[Aufgabenstellung] Schreiben Sie aus dem Text zur Ogham-Schrift den Abschnitt zwischen "Die Ogham-Schrift wurde" und "Epidoc zur Verfügung.", beide eingeschlossen, wortgetreu ab.

[Ausgangstext]
==========
Die Ogham-Schrift wurde in der Vergangenheit von verschiedenen Wissenschaftlern erforscht. Nach der Entdeckung der Ogham-Schrift (Ferguson 1864) und der anschließenden Erstellung des Ogham-Alphabets (Graves et. al. 1878) datierte MacNeill (1929) einige der Ogham-Inschriften. Das wohl kompletteste Standardwerk findet sich in Macálister (1945, 1949). Dieser hat darin das weitverbreitete Nummerierungsschema CIIC etabliert. Neben weiteren Forschungen der Geschichtswissenschaft zum Inhalt der Ogham-Inschriften erstellte Forsyth (1997) ein erstes Korpus von 37 Inschriften. Das Ogham 3D Projekt4  scannt derzeit (155 Ogham Steine verfügbar) irische Ogham-Steine und stellt diese als Epidoc zur Verfügung.

Die auf den Steinen transkribierten Inschriften können in `formula words` (FW) und `nomenclature words` (NW) unterschieden werden. Beispiele für FW5  sind MAQI ᚋᚐᚊᚔ (engl. son, z.B. CIIC 203) MUCOI ᚋᚒᚉᚑᚔ (engl. tribe/sept, z.B. CIIC 197), ANM ᚐᚅᚋ (engl. name, z.B. CIIC 206), AVI ᚐᚃᚔ (engl. descendant, z.B. CIIC 40), CELI ᚉᚓᚂᚔ (engl. follower/devotee, z.B. CIIC 215) und KOI ᚕᚑᚔ (engl. here is, z.B. CIIC 48).
==========
[Auszüge aus Datensätzen zum Zeigen auf Objekte]
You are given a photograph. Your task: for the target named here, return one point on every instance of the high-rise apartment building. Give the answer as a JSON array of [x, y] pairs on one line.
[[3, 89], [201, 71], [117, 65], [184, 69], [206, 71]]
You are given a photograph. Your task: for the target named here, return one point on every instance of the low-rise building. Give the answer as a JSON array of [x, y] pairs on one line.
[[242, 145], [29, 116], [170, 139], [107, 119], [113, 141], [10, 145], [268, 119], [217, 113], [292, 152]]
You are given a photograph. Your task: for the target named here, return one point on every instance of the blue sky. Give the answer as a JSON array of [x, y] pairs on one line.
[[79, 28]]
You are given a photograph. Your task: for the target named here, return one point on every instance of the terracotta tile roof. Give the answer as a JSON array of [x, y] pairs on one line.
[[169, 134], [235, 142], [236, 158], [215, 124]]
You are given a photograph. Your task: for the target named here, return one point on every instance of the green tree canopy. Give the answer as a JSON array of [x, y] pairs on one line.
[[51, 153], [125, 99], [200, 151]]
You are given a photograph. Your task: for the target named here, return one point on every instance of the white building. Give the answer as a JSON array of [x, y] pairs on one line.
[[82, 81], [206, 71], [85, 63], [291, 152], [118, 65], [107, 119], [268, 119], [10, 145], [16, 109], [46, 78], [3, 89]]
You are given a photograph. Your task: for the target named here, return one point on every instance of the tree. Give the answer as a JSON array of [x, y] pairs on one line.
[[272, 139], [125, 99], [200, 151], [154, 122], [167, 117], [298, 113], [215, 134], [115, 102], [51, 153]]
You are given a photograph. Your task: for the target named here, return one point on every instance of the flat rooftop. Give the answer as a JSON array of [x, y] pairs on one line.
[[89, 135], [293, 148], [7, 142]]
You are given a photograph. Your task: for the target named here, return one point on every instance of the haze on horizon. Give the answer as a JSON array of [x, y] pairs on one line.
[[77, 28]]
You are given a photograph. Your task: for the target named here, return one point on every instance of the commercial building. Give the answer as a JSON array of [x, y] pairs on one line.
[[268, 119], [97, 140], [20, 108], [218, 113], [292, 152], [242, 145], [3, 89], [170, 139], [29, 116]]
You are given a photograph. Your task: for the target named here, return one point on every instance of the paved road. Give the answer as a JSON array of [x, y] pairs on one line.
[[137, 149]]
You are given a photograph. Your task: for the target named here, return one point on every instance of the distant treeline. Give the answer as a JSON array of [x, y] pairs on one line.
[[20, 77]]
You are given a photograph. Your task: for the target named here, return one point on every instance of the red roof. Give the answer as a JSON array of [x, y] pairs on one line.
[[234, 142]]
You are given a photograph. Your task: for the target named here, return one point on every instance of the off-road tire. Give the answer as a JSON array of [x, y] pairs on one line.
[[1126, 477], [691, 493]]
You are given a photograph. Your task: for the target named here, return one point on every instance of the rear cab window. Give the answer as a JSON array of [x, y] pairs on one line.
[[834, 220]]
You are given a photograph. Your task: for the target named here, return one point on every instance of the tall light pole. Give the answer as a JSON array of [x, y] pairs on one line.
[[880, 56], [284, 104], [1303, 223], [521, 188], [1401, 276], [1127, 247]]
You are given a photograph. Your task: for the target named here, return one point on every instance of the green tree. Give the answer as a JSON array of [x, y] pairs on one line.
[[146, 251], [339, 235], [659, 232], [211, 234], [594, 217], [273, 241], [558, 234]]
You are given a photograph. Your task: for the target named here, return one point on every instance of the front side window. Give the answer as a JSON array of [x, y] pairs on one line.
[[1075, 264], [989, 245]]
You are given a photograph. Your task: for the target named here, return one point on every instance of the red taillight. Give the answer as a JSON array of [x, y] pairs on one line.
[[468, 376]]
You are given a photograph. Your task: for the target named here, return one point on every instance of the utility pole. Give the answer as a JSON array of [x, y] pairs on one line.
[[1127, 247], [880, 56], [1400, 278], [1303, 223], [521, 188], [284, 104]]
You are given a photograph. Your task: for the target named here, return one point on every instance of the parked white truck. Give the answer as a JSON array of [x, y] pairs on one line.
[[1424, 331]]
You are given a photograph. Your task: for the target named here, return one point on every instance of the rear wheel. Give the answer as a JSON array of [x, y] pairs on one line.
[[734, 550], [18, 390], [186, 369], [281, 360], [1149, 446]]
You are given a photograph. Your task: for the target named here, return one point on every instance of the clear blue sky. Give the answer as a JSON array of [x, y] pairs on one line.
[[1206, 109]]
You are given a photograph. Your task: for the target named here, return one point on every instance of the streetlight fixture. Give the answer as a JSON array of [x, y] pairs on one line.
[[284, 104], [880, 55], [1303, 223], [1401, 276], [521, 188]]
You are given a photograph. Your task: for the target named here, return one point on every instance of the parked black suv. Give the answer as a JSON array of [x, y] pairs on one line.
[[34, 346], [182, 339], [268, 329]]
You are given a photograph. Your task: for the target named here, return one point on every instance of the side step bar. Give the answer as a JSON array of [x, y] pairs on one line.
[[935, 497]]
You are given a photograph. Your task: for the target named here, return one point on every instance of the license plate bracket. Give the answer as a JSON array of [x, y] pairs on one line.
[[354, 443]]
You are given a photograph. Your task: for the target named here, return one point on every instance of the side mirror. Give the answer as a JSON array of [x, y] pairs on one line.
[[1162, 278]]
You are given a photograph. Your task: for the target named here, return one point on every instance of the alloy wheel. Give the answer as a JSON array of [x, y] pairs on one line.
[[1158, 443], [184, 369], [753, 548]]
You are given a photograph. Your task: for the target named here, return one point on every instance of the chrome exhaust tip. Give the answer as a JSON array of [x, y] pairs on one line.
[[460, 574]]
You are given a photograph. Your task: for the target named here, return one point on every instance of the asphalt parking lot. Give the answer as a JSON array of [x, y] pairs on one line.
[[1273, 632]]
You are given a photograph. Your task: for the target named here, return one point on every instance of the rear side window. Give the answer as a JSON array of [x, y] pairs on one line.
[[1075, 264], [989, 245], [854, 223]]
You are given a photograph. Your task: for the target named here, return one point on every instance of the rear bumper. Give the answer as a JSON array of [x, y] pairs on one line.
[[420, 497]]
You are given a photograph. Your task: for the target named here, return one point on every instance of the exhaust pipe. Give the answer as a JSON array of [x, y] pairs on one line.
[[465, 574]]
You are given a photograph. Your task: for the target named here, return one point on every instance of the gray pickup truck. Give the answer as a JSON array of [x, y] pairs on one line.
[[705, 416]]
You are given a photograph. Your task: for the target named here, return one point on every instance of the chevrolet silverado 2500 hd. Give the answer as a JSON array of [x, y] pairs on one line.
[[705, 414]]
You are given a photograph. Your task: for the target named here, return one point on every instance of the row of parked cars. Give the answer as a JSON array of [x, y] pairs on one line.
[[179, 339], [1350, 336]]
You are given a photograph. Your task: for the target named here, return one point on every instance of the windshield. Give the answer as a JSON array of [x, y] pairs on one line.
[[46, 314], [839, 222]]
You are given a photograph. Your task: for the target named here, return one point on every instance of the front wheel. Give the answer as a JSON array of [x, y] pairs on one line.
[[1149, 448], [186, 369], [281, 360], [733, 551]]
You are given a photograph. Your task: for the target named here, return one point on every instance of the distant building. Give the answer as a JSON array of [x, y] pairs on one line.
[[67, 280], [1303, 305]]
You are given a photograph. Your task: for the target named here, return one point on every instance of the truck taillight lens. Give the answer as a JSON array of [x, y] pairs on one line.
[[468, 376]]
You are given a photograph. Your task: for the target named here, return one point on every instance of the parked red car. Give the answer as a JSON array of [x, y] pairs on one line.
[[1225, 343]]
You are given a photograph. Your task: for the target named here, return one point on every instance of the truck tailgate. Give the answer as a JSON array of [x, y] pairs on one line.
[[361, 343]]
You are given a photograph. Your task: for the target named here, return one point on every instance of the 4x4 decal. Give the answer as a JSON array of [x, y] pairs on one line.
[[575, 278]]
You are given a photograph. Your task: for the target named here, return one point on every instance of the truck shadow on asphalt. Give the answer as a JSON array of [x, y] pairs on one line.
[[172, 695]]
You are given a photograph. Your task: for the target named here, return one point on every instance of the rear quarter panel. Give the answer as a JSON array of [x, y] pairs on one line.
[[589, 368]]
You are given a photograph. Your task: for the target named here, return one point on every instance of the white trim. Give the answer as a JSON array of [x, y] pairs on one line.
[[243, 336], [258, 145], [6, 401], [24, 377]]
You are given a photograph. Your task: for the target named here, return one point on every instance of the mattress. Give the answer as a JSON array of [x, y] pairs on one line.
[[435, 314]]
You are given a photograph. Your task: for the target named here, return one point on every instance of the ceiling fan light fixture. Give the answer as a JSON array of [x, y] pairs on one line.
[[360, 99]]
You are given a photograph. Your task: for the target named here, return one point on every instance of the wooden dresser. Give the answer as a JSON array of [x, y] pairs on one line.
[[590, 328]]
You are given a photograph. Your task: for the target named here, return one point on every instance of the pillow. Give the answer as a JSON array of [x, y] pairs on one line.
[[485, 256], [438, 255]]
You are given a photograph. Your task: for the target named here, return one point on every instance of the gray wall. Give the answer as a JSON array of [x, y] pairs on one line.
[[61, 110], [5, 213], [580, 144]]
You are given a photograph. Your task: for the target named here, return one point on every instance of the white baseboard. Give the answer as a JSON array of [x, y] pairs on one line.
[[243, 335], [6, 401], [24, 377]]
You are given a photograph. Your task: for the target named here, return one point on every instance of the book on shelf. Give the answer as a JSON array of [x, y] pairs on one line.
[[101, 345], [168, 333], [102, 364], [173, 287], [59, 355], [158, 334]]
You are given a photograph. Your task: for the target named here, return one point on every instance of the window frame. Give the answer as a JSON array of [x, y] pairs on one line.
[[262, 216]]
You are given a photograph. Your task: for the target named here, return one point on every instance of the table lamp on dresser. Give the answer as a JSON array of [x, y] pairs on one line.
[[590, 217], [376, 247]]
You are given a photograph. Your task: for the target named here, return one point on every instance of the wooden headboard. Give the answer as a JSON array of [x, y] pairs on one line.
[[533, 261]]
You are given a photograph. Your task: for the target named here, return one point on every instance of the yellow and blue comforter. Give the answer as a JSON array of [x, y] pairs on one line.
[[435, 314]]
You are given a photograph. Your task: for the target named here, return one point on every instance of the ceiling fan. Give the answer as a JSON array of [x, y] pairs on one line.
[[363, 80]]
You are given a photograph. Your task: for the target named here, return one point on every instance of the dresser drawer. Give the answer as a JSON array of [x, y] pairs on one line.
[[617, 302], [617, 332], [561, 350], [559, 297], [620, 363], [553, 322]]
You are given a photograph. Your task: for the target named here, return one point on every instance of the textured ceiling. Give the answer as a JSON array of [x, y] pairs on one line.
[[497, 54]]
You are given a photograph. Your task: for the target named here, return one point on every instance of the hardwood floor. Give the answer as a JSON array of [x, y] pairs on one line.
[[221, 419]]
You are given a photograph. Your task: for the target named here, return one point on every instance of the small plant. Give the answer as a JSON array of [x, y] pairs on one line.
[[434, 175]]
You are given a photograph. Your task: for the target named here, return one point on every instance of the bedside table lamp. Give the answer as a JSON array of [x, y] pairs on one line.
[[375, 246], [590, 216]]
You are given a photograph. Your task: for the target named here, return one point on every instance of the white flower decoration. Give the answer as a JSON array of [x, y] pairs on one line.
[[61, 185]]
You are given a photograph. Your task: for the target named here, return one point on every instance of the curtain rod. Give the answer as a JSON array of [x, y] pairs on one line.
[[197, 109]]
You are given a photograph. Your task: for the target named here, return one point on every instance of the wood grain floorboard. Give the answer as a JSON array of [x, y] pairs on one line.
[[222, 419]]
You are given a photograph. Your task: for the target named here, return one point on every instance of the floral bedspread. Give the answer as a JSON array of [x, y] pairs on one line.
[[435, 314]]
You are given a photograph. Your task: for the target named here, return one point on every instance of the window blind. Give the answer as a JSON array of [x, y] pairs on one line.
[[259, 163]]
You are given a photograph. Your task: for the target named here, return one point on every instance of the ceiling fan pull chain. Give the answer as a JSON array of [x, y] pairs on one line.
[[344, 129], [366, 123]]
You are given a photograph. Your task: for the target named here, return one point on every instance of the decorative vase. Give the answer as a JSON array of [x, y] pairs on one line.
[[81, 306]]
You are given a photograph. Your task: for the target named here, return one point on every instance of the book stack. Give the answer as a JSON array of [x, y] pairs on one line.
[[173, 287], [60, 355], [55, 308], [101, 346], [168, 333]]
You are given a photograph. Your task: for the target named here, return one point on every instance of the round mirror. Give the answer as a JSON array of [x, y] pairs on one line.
==========
[Lösung]
Die Ogham-Schrift wurde in der Vergangenheit von verschiedenen Wissenschaftlern erforscht. Nach der Entdeckung der Ogham-Schrift (Ferguson 1864) und der anschließenden Erstellung des Ogham-Alphabets (Graves et. al. 1878) datierte MacNeill (1929) einige der Ogham-Inschriften. Das wohl kompletteste Standardwerk findet sich in Macálister (1945, 1949). Dieser hat darin das weitverbreitete Nummerierungsschema CIIC etabliert. Neben weiteren Forschungen der Geschichtswissenschaft zum Inhalt der Ogham-Inschriften erstellte Forsyth (1997) ein erstes Korpus von 37 Inschriften. Das Ogham 3D Projekt4  scannt derzeit (155 Ogham Steine verfügbar) irische Ogham-Steine und stellt diese als Epidoc zur Verfügung.